▸ What is needed
Can you rewrite these rows with every "keypoint" changed to "marker" and everything else left the same?

-- begin Records supplied --

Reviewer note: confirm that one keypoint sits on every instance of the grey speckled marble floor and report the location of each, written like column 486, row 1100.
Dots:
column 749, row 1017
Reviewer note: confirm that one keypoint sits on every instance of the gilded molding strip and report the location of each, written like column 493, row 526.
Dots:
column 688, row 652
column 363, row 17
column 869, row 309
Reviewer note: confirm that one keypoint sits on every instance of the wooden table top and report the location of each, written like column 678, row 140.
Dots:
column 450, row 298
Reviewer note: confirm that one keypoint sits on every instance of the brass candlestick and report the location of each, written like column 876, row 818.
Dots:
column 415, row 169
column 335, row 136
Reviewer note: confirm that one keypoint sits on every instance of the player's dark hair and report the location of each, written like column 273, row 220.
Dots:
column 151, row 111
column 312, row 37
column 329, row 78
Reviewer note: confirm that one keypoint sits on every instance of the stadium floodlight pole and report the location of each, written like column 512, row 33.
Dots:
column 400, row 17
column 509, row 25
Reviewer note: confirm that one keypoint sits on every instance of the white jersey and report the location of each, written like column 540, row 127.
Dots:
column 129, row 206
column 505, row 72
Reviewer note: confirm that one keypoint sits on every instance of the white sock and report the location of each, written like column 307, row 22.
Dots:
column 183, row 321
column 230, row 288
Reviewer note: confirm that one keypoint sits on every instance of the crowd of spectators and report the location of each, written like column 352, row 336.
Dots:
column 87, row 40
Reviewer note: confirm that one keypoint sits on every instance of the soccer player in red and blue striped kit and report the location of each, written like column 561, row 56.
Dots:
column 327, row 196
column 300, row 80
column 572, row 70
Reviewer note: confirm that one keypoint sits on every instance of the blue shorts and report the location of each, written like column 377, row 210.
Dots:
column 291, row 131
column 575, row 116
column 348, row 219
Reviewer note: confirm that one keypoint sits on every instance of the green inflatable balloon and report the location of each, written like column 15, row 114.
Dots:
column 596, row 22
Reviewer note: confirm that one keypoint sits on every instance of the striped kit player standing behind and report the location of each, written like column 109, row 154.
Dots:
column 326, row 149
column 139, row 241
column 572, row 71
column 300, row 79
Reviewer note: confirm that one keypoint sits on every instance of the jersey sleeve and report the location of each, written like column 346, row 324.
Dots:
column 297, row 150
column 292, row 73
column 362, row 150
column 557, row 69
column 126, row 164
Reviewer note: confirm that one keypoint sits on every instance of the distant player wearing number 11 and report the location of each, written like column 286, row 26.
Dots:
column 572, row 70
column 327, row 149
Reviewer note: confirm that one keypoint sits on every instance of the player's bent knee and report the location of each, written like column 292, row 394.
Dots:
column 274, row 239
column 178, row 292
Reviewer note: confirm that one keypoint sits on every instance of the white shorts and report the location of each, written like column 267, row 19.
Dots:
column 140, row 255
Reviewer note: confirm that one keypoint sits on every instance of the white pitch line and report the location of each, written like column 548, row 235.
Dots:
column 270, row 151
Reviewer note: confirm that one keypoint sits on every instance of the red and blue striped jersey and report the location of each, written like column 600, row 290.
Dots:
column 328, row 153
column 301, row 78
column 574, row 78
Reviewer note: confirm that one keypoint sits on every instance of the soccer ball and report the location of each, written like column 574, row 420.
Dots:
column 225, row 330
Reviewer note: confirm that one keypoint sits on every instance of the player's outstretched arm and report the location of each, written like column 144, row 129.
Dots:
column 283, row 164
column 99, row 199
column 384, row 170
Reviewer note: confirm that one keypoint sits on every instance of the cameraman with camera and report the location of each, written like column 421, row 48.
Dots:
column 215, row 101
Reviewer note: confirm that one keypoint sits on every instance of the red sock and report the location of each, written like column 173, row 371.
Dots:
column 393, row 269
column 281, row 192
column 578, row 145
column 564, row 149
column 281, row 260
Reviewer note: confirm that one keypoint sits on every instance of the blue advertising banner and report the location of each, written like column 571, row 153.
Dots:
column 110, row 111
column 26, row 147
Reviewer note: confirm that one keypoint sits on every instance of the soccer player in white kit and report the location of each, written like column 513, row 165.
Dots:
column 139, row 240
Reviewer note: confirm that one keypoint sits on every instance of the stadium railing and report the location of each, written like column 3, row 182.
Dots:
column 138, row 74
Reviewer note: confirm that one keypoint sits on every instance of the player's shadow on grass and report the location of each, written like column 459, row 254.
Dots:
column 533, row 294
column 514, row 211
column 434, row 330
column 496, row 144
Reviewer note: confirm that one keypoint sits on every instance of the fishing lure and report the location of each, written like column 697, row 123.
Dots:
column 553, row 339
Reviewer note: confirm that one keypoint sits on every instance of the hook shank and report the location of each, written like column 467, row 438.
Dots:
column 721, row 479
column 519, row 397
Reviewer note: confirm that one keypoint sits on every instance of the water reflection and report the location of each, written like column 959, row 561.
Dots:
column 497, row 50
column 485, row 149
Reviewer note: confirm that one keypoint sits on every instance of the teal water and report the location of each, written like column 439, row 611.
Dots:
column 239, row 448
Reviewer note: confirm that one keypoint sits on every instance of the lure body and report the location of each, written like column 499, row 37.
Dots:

-- end Records supplied --

▸ In response
Reviewer note: confirm that one marker sits on every instance of the grey speckled marble floor and report the location of each, written like column 486, row 1100.
Dots:
column 749, row 1017
Reviewer note: confirm that one marker sits on every instance of the gilded molding strip and report the location of each, written like column 493, row 526.
Dots:
column 688, row 652
column 363, row 17
column 869, row 309
Reviewer note: confirm that one marker sits on every instance of the wooden table top and report the location of each, written like column 678, row 140.
Dots:
column 450, row 298
Reviewer note: confirm that one marker sits on every instance of the brass candlestick and report the location of each, written like column 876, row 818.
Dots:
column 415, row 169
column 335, row 136
Reviewer note: confirm that one marker sits on every instance of the player's dark hair and report the location of each, written like column 273, row 220.
Dots:
column 151, row 111
column 312, row 37
column 329, row 78
Reviewer note: confirm that one marker sits on every instance of the stadium floodlight pole and report the location of each, written like column 512, row 33.
Dots:
column 400, row 17
column 509, row 25
Reviewer note: confirm that one marker sits on every instance of the white jersey and report the location of each, written like column 540, row 127.
Dots:
column 129, row 206
column 505, row 72
Reviewer note: confirm that one marker sits on every instance of the white sock and report the location of each, written like column 307, row 22.
Dots:
column 183, row 321
column 230, row 288
Reviewer note: confirm that one marker sits on every instance of the crowd of spectators and report the location of each, written like column 352, row 336.
Dots:
column 87, row 40
Reviewer note: confirm that one marker sits on every instance of the soccer player in red and blue striped kit and report the location of each, written like column 561, row 56.
Dots:
column 327, row 196
column 300, row 80
column 572, row 70
Reviewer note: confirm that one marker sits on every instance of the blue shorts and report the location of each, written like column 377, row 210.
Dots:
column 291, row 131
column 575, row 116
column 348, row 219
Reviewer note: confirm that one marker sits on every instance of the green inflatable balloon and report the location of each, written like column 15, row 114.
Dots:
column 596, row 22
Reviewer note: confirm that one marker sits on every instance of the striped kit player standing behind and report the location of each, written like column 109, row 154.
Dots:
column 326, row 149
column 139, row 241
column 572, row 71
column 300, row 79
Reviewer note: confirm that one marker sits on every instance of the jersey sleeve and report the location of each, written like column 346, row 324.
Dots:
column 297, row 150
column 292, row 73
column 362, row 150
column 557, row 69
column 126, row 164
Reviewer note: confirm that one marker sits on every instance of the distant player wearing number 11 and report the location of each, written like column 286, row 26.
Dots:
column 572, row 70
column 327, row 149
Reviewer note: confirm that one marker sits on every instance of the player's bent knee and report the location of each, written like column 292, row 394.
Dots:
column 274, row 239
column 178, row 292
Reviewer note: confirm that one marker sits on every instance of the white shorts and report the location of each, written like column 267, row 19.
Dots:
column 140, row 255
Reviewer note: confirm that one marker sits on every instance of the white pitch line and report the location of each, written like column 548, row 235.
Dots:
column 270, row 151
Reviewer note: confirm that one marker sits on every instance of the red and blue striped jersey and report the location of each, written like column 600, row 290.
Dots:
column 328, row 153
column 301, row 78
column 574, row 78
Reviewer note: confirm that one marker sits on every instance of the soccer ball and report the location of each, written like column 574, row 420.
Dots:
column 225, row 330
Reviewer note: confirm that one marker sits on every instance of the player's outstretched arm and report the location of each, written like column 144, row 129.
Dots:
column 283, row 164
column 99, row 199
column 384, row 170
Reviewer note: confirm that one marker sits on every instance of the cameraman with camera and report the location of each, written like column 421, row 48.
Dots:
column 215, row 101
Reviewer note: confirm that one marker sits on every instance of the red sock and report the location of each, written like column 173, row 371.
Dots:
column 393, row 269
column 281, row 192
column 578, row 145
column 564, row 149
column 281, row 260
Reviewer note: confirm that one marker sits on every instance of the blue advertising banner and report the location of each, written like column 571, row 153.
Dots:
column 110, row 111
column 26, row 147
Reviewer note: confirm that one marker sits on every instance of the soccer player in white kit and report the location of each, written like column 513, row 165.
Dots:
column 139, row 240
Reviewer note: confirm that one marker sits on every instance of the stadium railing and report the location of each, written like column 3, row 182.
Dots:
column 138, row 74
Reviewer note: confirm that one marker sits on every instance of the player's shadow on grass and report the location of each, written like column 459, row 254.
Dots:
column 533, row 294
column 514, row 211
column 434, row 330
column 496, row 144
Reviewer note: confirm that one marker sits on every instance of the fishing lure and report the location of each, written like column 697, row 123.
Dots:
column 553, row 339
Reviewer note: confirm that one marker sits on every instance of the hook shank and report the location of each, written like column 467, row 438.
Dots:
column 721, row 479
column 519, row 397
Reviewer note: confirm that one marker sits on every instance of the water reflection and report the location of each, written like column 959, row 561.
Dots:
column 497, row 50
column 485, row 149
Reviewer note: confirm that one marker sits on every instance of the teal water and report the location of each, written like column 439, row 611.
Dots:
column 239, row 448
Reviewer note: confirm that one marker sits on every instance of the lure body and report the location of each, written like column 499, row 37.
Dots:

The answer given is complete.